↓↓↓

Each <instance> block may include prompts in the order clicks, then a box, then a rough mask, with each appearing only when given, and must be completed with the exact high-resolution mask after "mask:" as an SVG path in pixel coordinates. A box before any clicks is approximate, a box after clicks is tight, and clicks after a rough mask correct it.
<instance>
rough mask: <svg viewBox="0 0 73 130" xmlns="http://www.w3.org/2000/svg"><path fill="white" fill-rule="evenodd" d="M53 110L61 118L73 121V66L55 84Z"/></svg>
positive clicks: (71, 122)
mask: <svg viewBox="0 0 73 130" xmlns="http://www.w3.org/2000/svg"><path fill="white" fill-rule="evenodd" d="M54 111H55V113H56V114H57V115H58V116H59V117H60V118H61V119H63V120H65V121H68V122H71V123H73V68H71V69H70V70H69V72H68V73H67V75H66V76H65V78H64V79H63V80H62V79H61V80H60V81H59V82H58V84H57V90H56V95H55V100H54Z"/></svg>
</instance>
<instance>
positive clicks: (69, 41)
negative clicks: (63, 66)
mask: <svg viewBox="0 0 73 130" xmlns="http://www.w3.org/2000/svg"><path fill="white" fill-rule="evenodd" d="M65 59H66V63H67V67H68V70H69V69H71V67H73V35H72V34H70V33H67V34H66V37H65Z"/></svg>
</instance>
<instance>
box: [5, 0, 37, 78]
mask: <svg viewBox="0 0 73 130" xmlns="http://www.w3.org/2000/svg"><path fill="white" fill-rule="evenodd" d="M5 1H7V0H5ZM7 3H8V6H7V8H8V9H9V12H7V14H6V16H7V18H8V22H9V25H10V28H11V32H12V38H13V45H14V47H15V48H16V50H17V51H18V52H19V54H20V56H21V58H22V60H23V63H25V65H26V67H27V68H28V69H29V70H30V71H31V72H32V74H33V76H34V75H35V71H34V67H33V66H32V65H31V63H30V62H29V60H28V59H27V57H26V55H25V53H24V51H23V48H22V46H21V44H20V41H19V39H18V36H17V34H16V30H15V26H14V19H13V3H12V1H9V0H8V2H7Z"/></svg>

↑↑↑

What is expected
Output all of the data again. Match it exactly.

Output below
Each <instance> block may include prompts in the order clicks, then a box, then a rough mask, with each appearing only when given, and must be completed with the exact high-resolution mask after "mask:" as an SVG path in pixel coordinates. A box before any clicks is approximate, a box after clicks is tight, and clicks after a rough mask correct it.
<instance>
rough mask: <svg viewBox="0 0 73 130" xmlns="http://www.w3.org/2000/svg"><path fill="white" fill-rule="evenodd" d="M53 110L61 118L73 121V66L55 84Z"/></svg>
positive clicks: (71, 122)
mask: <svg viewBox="0 0 73 130" xmlns="http://www.w3.org/2000/svg"><path fill="white" fill-rule="evenodd" d="M54 111H55V113H56V114H57V115H58V116H59V117H60V118H61V119H63V120H65V121H68V122H71V123H73V68H71V69H70V70H69V72H68V73H67V75H66V76H65V78H64V79H63V80H62V79H61V80H60V81H59V82H58V84H57V90H56V95H55V100H54Z"/></svg>
</instance>
<instance>
positive clicks: (69, 41)
negative clicks: (63, 66)
mask: <svg viewBox="0 0 73 130" xmlns="http://www.w3.org/2000/svg"><path fill="white" fill-rule="evenodd" d="M65 59H66V63H67V67H68V70H69V69H71V67H73V35H72V34H70V33H67V34H66V37H65Z"/></svg>
</instance>
<instance>
box: [5, 0, 37, 78]
mask: <svg viewBox="0 0 73 130" xmlns="http://www.w3.org/2000/svg"><path fill="white" fill-rule="evenodd" d="M5 1H7V0H5ZM7 3H8V6H7V8H8V9H9V12H7V14H6V16H7V18H8V22H9V25H10V28H11V32H12V38H13V45H14V47H15V48H16V50H17V51H18V52H19V54H20V56H21V58H22V60H23V63H25V65H26V67H27V68H28V69H29V70H30V71H31V72H32V74H33V76H34V75H35V71H34V67H33V66H32V65H31V63H30V62H29V60H28V59H27V57H26V55H25V53H24V51H23V48H22V46H21V44H20V41H19V39H18V36H17V34H16V30H15V26H14V19H13V3H12V1H9V0H8V2H7Z"/></svg>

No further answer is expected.